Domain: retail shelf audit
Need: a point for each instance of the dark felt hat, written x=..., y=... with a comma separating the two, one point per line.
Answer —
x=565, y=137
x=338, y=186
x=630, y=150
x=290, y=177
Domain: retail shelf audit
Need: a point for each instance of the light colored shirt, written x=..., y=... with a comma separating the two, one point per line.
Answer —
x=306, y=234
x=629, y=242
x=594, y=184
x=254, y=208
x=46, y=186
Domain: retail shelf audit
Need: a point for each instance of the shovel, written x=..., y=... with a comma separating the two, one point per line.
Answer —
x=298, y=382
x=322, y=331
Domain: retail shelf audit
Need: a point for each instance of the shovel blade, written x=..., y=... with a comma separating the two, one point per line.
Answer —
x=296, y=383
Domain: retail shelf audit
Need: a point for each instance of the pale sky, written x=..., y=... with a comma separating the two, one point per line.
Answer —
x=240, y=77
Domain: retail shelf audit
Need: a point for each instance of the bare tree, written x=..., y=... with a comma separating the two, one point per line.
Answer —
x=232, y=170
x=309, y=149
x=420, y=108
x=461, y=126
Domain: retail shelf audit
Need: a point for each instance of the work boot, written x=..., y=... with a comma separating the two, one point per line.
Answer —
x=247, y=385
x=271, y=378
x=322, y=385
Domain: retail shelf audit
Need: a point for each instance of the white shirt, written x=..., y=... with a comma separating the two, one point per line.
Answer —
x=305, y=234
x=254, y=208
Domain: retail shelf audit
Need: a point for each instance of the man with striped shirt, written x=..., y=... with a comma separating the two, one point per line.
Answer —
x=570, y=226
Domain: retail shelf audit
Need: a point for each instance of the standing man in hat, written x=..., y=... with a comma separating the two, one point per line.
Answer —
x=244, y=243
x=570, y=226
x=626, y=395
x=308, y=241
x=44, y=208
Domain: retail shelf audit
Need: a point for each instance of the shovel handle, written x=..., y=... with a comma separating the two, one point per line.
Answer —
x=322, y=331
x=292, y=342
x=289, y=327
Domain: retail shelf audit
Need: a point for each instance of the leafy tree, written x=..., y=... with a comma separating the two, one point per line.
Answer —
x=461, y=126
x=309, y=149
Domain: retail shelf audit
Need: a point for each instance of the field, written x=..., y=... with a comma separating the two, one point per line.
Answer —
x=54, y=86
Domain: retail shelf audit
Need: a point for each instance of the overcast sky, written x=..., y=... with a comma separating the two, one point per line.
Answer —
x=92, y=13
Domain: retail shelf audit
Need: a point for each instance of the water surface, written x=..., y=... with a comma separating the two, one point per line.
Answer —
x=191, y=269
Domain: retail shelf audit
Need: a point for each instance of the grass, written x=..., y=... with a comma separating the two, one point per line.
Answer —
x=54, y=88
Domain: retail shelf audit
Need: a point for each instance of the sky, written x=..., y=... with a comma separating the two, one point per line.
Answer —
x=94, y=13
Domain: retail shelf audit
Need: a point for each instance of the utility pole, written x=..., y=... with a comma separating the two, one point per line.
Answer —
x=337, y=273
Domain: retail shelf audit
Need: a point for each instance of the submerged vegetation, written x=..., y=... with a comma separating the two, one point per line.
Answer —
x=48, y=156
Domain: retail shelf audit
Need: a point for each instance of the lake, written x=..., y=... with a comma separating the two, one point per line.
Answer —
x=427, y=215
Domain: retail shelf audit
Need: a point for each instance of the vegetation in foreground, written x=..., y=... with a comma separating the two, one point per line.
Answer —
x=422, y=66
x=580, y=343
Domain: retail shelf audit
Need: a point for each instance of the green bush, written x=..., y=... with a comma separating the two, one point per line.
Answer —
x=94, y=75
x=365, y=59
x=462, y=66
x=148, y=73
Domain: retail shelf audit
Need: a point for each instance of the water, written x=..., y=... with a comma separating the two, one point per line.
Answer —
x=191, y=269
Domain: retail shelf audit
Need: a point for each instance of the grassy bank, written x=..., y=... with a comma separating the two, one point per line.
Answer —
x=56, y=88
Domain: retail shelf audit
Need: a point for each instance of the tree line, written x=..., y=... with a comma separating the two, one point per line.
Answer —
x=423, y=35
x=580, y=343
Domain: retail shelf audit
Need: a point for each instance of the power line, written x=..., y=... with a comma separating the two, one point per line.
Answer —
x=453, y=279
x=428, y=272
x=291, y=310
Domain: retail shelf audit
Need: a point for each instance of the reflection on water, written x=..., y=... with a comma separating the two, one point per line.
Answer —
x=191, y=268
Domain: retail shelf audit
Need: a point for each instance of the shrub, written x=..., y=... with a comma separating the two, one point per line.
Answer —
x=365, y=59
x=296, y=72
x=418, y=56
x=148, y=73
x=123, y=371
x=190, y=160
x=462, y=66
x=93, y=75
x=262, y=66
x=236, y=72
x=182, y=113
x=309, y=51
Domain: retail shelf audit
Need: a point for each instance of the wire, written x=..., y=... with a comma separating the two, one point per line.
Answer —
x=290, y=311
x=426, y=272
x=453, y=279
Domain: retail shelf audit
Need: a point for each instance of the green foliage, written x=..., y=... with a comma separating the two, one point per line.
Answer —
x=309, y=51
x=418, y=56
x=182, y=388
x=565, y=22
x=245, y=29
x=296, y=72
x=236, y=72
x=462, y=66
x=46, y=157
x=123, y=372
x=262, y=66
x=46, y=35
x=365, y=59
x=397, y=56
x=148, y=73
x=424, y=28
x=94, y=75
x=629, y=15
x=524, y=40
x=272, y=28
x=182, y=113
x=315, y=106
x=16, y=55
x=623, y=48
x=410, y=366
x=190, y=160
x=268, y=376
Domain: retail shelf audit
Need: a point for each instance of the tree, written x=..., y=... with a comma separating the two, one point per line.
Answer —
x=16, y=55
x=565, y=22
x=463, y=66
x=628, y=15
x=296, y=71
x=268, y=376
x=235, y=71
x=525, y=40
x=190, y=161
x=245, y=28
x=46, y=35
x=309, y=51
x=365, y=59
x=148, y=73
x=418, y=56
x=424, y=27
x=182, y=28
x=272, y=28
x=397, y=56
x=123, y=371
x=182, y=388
━━━
▶ TASK DETAILS
Wherever a line in the data above contains the word "vegetation", copy that line.

▶ EXPECTED OUTPUT
Need: a point for each instance of the submerged vegetation, written x=..., y=... with a comma separating the two, one point per line.
Need: a point for each instance of the vegetation in foreground, written x=..., y=... with a comma separating the two, one point per line.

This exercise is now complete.